_Consegna_. Prosegui, per favore, il testo su Ezio Bosso, riprendendo subito dopo la sua ultima frase.

_Estratto del testo_.
● ● ● ●
Ezio Bosso: il pianista è morto all’età di 48 anni. Aveva una malattia neurodegenerativa che però non gli ha impedito di portare avanti la sua arte.
Il mondo della musica e della cultura italiana piangono Ezio Bosso, famosissimo pianista, morto all’età di 48 anni. “La prima cosa che farò è mettermi al sole. La seconda sarà abbracciare un albero“. Questa una delle sue ultime dichiarazioni durante la quarantena.
Nato a torino il 13 settembre 1971, dal 2011 Bosso conviveva con una malattia neurodegenerativa, diagnosticata dopo l’intervento per un tumore al cervello. Eppure, nonostante tutto, era riuscito a portare avanti la bellezza della sua arte andando oltre ogni barriera.
La sua storia fatta di arte, musica e dignità era salita alla ribalta nazionale nel 2016, quando Ezio Bosso si esibì sul palco del Festival di Sanremo, commuovendo il teatro Ariston con il suo amore per la musica, che non può conoscere barriere culturali né tantomeno fisiche.
Bosso è stato pianista ma anche compositore (la sua musica viene usata da coreografi come Christopher Wheeldon, Edwaard Lliang e Rafael Bonchela, da registi teatrali come James Thierrèe, mentre Gabriele Salvatores gli ha affidato le colonne sonore di film come Io non ho paura, Quo Vadis baby? e Il bambino invisibile) e direttore d’orchestra, partner di Mario Brunello e della London Symphony Orchestra.
Sempre con il sorriso sulle labbra nonostante le avversità, mettendo a disposizione di tutti un’arte che non può avere confini. In fondo, sul palco di Sanremo e negli ultimi anni ci ha sempre tenuto a ricordare come la vita fosse composta da 12 stanze.
● ● ● ●
Voci della raccolta:
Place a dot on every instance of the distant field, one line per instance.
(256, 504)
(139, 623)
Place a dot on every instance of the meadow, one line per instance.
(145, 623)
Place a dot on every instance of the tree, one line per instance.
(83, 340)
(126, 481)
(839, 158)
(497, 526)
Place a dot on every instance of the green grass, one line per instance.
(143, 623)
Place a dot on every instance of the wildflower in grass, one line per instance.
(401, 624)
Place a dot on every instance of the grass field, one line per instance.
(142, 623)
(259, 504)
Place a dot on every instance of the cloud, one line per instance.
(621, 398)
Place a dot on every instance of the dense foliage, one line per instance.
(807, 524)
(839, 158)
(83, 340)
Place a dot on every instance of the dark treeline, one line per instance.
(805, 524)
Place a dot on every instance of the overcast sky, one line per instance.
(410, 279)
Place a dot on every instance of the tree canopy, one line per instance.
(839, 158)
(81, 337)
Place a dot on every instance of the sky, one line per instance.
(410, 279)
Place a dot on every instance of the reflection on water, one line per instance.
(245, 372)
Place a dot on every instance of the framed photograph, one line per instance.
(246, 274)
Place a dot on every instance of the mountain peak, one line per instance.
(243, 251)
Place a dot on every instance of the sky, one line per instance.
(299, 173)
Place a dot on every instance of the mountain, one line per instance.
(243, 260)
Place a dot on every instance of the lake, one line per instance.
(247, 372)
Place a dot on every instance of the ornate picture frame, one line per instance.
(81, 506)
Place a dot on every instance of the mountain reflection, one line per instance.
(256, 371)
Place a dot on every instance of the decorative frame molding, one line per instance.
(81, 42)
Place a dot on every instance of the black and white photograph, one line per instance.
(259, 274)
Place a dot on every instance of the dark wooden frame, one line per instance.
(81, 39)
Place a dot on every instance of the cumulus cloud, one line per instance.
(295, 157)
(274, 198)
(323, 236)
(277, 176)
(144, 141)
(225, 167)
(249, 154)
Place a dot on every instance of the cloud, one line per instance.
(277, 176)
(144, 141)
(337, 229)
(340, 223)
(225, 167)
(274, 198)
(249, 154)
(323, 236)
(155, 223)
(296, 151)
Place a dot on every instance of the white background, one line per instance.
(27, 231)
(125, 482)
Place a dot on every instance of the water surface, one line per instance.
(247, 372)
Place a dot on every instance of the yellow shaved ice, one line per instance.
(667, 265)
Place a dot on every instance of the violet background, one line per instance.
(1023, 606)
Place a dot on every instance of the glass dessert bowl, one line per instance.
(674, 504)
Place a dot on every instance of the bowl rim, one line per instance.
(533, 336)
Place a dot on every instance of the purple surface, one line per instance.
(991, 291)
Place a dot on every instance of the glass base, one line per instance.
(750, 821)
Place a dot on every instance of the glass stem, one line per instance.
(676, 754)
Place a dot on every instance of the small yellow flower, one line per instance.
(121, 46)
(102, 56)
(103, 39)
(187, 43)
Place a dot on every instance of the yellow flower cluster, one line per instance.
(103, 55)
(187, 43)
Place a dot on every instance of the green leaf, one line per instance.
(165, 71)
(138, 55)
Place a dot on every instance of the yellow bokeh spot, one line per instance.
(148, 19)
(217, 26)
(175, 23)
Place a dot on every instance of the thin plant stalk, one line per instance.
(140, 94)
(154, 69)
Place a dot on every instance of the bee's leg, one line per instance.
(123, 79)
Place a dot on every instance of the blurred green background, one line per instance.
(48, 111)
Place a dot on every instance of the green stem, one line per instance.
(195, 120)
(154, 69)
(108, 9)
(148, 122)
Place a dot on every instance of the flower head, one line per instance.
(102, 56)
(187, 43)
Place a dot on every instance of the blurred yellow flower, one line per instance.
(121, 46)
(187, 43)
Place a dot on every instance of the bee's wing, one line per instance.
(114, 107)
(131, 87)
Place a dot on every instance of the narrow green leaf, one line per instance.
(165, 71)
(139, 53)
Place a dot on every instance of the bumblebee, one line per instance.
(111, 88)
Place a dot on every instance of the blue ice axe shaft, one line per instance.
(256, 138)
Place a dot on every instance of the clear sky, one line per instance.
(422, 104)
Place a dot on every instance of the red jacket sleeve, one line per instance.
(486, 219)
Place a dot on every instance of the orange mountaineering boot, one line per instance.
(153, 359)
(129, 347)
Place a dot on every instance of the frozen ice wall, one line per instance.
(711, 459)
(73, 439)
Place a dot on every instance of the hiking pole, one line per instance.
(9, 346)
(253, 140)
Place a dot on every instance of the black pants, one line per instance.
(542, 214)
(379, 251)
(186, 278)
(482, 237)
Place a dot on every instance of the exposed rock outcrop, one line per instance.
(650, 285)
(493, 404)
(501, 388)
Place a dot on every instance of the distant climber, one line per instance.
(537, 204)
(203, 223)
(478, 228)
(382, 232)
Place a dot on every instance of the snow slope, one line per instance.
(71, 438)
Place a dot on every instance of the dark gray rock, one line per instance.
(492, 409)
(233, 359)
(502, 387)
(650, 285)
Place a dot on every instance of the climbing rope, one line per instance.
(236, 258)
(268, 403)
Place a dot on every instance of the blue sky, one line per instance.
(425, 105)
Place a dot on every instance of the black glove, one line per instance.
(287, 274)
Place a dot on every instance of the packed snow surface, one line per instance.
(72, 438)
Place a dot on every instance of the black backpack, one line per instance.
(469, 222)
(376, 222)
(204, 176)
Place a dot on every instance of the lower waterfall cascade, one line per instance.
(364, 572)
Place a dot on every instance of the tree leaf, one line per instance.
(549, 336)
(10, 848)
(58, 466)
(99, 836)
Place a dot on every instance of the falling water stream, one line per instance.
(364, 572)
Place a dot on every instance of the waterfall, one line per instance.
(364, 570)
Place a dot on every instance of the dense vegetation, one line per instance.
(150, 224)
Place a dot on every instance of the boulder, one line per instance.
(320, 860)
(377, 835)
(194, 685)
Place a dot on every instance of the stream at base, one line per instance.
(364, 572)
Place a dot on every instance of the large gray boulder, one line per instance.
● ● ● ●
_Risultato_.
Ezio Bosso: le sue parole di speranza sul palco di Sanremo
“Si dice che la vita sia composta da 12 stanze. 12 stanze in cui lasceremo qualcosa di noi che ci ricorderanno. 12 le stanze che ricorderemo quando saremo arrivati all’ultima. Nessuno può ricordare la prima stanza dove è stato, ma pare che questo accada nell’ultima che raggiungeremo. Stanza, significa fermarsi, ma significa anche affermarsi. Ho dovuto percorre stanze immaginarie, per necessità.
Perché nella mia vita ho dei momenti in cui entro in una stanza che non mi è molto simpatica detto sinceramente. È una stanza in cui mi ritrovo bloccato per lunghi periodi, una stanza che diventa buia, piccolissima eppure immensa e impossibile da percorrere. Nei periodi in cui sono lì ho dei momenti dove mi sembra che non ne uscirò mai. Ma anche lei mi ha regalato qualcosa, mi ha incuriosito, mi ha ricordato la mia fortuna. Mi ha fatto giocare con lei. Si, perché la stanza è anche una poesia”.